> [PROBLEM DESCRIPTION]
Write out every entry in full. Leave nothing out.

Point localization data:
##########

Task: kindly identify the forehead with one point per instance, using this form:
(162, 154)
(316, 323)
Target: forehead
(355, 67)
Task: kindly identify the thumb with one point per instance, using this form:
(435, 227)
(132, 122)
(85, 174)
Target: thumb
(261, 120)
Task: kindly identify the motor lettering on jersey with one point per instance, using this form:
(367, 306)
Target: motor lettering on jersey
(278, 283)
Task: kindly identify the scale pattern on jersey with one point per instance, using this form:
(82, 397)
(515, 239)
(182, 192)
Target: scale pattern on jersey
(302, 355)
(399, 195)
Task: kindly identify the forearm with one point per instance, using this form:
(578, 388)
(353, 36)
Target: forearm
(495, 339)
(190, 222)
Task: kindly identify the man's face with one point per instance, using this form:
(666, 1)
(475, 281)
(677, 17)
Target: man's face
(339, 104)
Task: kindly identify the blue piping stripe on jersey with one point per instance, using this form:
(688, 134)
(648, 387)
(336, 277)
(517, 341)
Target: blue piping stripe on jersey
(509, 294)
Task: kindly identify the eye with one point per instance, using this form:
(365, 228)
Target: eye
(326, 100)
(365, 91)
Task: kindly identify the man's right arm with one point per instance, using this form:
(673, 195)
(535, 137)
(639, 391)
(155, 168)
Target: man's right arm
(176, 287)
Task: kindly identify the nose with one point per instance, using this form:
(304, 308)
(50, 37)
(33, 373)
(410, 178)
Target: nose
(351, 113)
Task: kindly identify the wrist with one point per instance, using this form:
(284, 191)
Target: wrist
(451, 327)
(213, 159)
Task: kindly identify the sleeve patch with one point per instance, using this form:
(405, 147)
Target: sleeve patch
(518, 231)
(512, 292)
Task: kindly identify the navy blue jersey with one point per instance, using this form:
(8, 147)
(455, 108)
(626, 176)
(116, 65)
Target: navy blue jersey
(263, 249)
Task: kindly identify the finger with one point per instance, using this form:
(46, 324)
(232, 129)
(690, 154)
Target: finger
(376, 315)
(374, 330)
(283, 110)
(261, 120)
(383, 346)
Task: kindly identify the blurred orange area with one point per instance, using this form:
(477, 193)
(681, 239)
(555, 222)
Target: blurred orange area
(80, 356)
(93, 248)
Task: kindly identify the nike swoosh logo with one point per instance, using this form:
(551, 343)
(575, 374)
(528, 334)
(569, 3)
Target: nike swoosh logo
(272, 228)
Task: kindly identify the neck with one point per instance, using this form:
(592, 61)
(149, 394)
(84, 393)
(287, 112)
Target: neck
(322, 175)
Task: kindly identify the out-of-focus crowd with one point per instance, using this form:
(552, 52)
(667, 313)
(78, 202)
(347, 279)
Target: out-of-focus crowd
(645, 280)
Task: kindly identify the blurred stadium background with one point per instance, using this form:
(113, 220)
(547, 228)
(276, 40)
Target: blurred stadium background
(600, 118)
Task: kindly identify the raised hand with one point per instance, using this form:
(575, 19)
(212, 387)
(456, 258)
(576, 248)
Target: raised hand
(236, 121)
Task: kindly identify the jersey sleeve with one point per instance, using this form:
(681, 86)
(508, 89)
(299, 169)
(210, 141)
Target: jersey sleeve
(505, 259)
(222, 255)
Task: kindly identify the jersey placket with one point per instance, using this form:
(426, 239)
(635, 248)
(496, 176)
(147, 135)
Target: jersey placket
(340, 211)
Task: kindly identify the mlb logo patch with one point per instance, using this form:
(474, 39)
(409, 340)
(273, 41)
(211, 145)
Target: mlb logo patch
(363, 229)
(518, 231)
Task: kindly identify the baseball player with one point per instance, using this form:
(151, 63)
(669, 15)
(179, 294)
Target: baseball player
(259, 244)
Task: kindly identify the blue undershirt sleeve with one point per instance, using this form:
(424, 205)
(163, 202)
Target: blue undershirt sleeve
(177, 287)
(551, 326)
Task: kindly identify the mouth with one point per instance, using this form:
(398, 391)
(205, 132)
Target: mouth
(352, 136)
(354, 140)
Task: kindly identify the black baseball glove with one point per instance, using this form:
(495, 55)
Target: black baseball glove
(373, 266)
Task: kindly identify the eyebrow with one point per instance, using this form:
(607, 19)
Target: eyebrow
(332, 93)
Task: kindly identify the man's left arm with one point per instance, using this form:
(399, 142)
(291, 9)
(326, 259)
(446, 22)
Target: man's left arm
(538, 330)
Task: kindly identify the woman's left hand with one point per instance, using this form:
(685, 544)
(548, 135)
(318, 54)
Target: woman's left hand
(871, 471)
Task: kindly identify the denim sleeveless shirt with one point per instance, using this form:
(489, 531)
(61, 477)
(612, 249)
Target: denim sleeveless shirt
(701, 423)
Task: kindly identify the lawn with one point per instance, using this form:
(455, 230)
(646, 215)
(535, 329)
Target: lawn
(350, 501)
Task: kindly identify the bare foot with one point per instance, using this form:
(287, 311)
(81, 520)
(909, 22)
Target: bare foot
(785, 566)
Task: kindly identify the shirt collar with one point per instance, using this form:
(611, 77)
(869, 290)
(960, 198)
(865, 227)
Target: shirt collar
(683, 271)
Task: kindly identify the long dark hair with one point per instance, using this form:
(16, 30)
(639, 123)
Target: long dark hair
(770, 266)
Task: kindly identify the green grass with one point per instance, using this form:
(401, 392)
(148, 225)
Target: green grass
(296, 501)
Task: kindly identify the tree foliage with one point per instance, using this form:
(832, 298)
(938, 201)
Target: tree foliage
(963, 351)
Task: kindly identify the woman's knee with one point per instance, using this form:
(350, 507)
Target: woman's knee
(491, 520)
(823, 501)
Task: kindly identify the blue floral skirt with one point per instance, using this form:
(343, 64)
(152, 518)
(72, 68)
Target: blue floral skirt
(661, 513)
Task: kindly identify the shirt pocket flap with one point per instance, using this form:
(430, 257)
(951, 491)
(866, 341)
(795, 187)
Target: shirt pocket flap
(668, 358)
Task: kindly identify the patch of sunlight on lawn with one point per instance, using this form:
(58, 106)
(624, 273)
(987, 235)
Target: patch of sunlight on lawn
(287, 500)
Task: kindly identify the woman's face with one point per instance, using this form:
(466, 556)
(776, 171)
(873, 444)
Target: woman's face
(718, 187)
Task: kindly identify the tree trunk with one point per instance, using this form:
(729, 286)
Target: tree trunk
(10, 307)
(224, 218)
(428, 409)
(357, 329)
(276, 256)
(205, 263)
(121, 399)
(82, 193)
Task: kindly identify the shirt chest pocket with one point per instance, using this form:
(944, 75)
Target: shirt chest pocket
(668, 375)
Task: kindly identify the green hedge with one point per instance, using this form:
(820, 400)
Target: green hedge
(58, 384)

##########

> [TASK OUTPUT]
Task: kindly identify the forehead with one point per instance, using this form:
(162, 154)
(316, 323)
Target: forehead
(355, 67)
Task: kindly identify the thumb with one point per instance, using this form:
(435, 227)
(132, 122)
(85, 174)
Target: thumb
(261, 120)
Task: kindly identify the motor lettering on jersey with one point per instance, using this form:
(367, 306)
Target: motor lettering on jersey
(278, 283)
Task: kindly identify the scale pattern on jersey with one point per instance, using this form:
(82, 397)
(515, 239)
(182, 192)
Target: scale pattern on jersey
(302, 355)
(399, 195)
Task: kindly identify the forearm with one point per instance, using this form:
(578, 388)
(353, 36)
Target: forearm
(495, 339)
(190, 222)
Task: kindly identify the man's face with one point per instance, using this form:
(666, 1)
(475, 281)
(677, 17)
Target: man's face
(339, 104)
Task: kindly identify the blue piping stripe on jersey with one point per instance, using this form:
(688, 134)
(648, 387)
(336, 277)
(517, 341)
Target: blue piping stripe on jersey
(509, 294)
Task: kindly identify the eye with one point per instance, using this form:
(365, 228)
Target: eye
(326, 100)
(365, 91)
Task: kindly identify the man's right arm with one point per instance, using this form:
(673, 195)
(535, 137)
(639, 391)
(155, 168)
Target: man's right arm
(176, 287)
Task: kindly identify the nose with one point per instance, using this form:
(304, 308)
(50, 37)
(33, 373)
(410, 178)
Target: nose
(351, 113)
Task: kindly identify the wrist with one point per instance, using this form:
(284, 191)
Target: wrist
(451, 327)
(213, 159)
Task: kindly identify the sleeve patch with one point per instance, using this form:
(405, 147)
Target: sleeve patch
(518, 231)
(512, 292)
Task: kindly identify the navy blue jersey with one point per instance, using this form:
(8, 147)
(455, 108)
(626, 176)
(116, 65)
Target: navy blue jersey
(263, 249)
Task: kindly identify the finger with one point per instance, using this form:
(46, 324)
(232, 129)
(690, 154)
Target: finger
(376, 315)
(374, 330)
(283, 110)
(261, 120)
(383, 346)
Task: kindly identify the blurred orange area with one point per instance, using this form:
(477, 193)
(681, 239)
(555, 222)
Target: blurred orange area
(80, 356)
(93, 248)
Task: kindly identify the nike swoosh logo with one point per instance, using this form:
(551, 343)
(575, 374)
(528, 334)
(569, 3)
Target: nike swoosh logo
(272, 228)
Task: kindly identify the neck with one point per instance, using this form:
(592, 61)
(149, 394)
(84, 393)
(287, 112)
Target: neck
(322, 175)
Task: kindly identify the out-of-focus crowd with one point per instance, using this form:
(552, 52)
(667, 313)
(78, 202)
(347, 279)
Target: out-of-focus crowd
(645, 280)
Task: kindly identify the blurred stadium background with one point per instance, using this form:
(113, 220)
(547, 228)
(276, 40)
Target: blurred stadium background
(600, 118)
Task: kindly identify the raised hand with one point per instance, using this form:
(575, 19)
(212, 387)
(456, 258)
(576, 248)
Target: raised hand
(236, 121)
Task: kindly identify the jersey sleeve with one point per instance, using this form:
(681, 86)
(508, 89)
(299, 169)
(210, 141)
Target: jersey sleeve
(505, 259)
(222, 255)
Task: kindly identify the jersey placket with one point per instance, using this form:
(426, 239)
(635, 248)
(496, 176)
(147, 135)
Target: jersey placket
(340, 211)
Task: kindly identify the mlb logo patch with one point per instance, using this form:
(474, 39)
(409, 340)
(273, 41)
(211, 145)
Target: mlb logo patch
(363, 229)
(518, 231)
Task: kindly identify the baseball player with one point per instance, using this form:
(151, 63)
(669, 15)
(179, 294)
Target: baseball player
(259, 244)
Task: kindly identify the blue undershirt sleeve with one point per instance, using this form:
(424, 205)
(163, 202)
Target: blue undershirt sleeve
(177, 287)
(551, 326)
Task: kindly identify the mouth with one point per instance, using this form:
(398, 391)
(205, 132)
Target: mouth
(352, 136)
(354, 140)
Task: kindly identify the black baseball glove with one point per instance, using this form:
(495, 55)
Target: black baseball glove
(373, 266)
Task: kindly identify the eyebrow with one point per instance, using this form:
(607, 19)
Target: eyebrow
(332, 93)
Task: kindly identify the man's left arm with one point per instance, using this form:
(399, 142)
(291, 9)
(326, 259)
(446, 22)
Target: man's left arm
(538, 330)
Task: kindly identify the woman's left hand with one point per instance, using this form:
(685, 544)
(548, 135)
(318, 54)
Target: woman's left hand
(871, 471)
Task: kindly identify the denim sleeveless shirt with one point per instance, using this form:
(489, 531)
(61, 477)
(612, 249)
Target: denim sleeveless shirt
(701, 423)
Task: kindly identify the lawn with one point per instance, using this form:
(455, 230)
(646, 215)
(535, 329)
Target: lawn
(350, 501)
Task: kindly identify the bare foot with one point per instance, using this form:
(287, 311)
(81, 520)
(909, 22)
Target: bare foot
(785, 566)
Task: kindly identify the shirt collar with one point per instance, using this form:
(611, 77)
(869, 290)
(960, 198)
(865, 227)
Target: shirt collar
(683, 271)
Task: kindly identify the long dark hair with one point per instance, using this form:
(16, 30)
(639, 123)
Target: long dark hair
(770, 266)
Task: kindly identify the green grass with one point per instance, using this form:
(401, 392)
(148, 225)
Target: green grass
(296, 501)
Task: kindly identify the tree foliage with one point per instance, using this form:
(832, 298)
(938, 201)
Target: tree foliage
(963, 351)
Task: kindly identify the woman's knee with one point per instance, using this form:
(350, 507)
Target: woman's knee
(491, 520)
(823, 501)
Task: kindly identify the blue floral skirt with one point per instance, using this form:
(343, 64)
(152, 518)
(72, 68)
Target: blue floral skirt
(661, 513)
Task: kindly identify the shirt pocket flap with one point per instance, using this form:
(430, 257)
(951, 491)
(866, 341)
(795, 187)
Target: shirt pocket flap
(668, 358)
Task: kindly identify the patch of sunlight on lawn with one point per instance, using this form:
(58, 106)
(624, 273)
(987, 235)
Target: patch of sunlight on lawn
(287, 500)
Task: kindly identify the woman's face with one point per instance, using this form:
(466, 556)
(776, 171)
(873, 444)
Target: woman's face
(718, 187)
Task: kindly identify the tree trunk with one point per instance, using this form:
(729, 286)
Target: tree trunk
(10, 307)
(224, 218)
(428, 409)
(357, 329)
(276, 256)
(205, 263)
(121, 399)
(82, 193)
Task: kindly identify the shirt chest pocket with one point per instance, using this form:
(944, 75)
Target: shirt chest pocket
(668, 375)
Task: kindly identify the green hedge with one point per instance, using this form:
(820, 400)
Target: green hedge
(58, 384)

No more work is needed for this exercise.